Exercise details: Rewrite the data starting at the line containing "of the baobab" and ending at the line containing "Target: dry bush", swapping "photo" for "image" and keeping everything else the same. Leave the pictures out.

[Excerpts from point annotation data]
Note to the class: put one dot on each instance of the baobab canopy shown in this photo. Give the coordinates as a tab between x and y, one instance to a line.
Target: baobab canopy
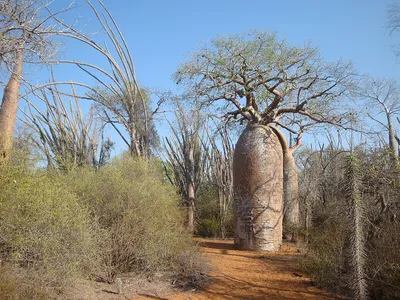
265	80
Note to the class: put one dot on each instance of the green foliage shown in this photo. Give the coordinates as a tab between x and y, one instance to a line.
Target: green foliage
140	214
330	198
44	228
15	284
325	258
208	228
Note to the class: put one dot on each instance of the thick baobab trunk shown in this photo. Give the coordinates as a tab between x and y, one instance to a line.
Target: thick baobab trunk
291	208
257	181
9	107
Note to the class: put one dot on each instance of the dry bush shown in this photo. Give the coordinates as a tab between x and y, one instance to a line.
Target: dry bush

---

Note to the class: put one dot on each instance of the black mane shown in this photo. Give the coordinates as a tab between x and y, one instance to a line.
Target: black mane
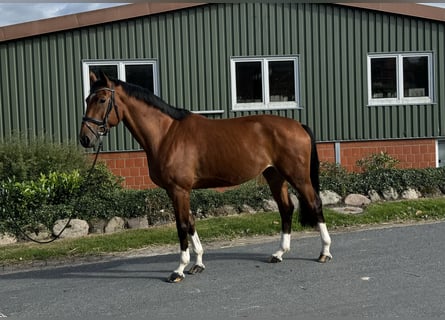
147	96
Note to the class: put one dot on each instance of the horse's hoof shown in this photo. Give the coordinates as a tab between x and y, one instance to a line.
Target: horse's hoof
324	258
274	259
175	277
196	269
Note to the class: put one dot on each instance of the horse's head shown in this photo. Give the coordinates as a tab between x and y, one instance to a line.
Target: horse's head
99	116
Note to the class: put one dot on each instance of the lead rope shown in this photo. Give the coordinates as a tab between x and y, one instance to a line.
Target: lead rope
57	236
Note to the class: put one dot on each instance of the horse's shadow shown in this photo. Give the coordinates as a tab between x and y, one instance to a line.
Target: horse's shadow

Finished exercise:
Note to the class: put one dot on each instance of the baobab canopy shown in this image. Give the coordinates as a tab between x and y, one instance to a line.
Target: baobab canopy
265	80
Note to the class: put one dot on each instance of the green foliage shown in this image. Give the coordinates as a tab between x and y, one instance to a line.
Target: green foliage
140	214
330	198
44	228
15	284
325	258
208	228
Note to the class: put one dot on each instance of the thick baobab trunk shown in this image. Give the coordinates as a tab between x and y, one instance to a line.
Target: thick baobab trunk
291	208
257	181
9	107
Note to the class: put one dot on each instance of the dry bush shown in this image. Give the coordinates as a tab between x and y, one instance to a line.
Target: dry bush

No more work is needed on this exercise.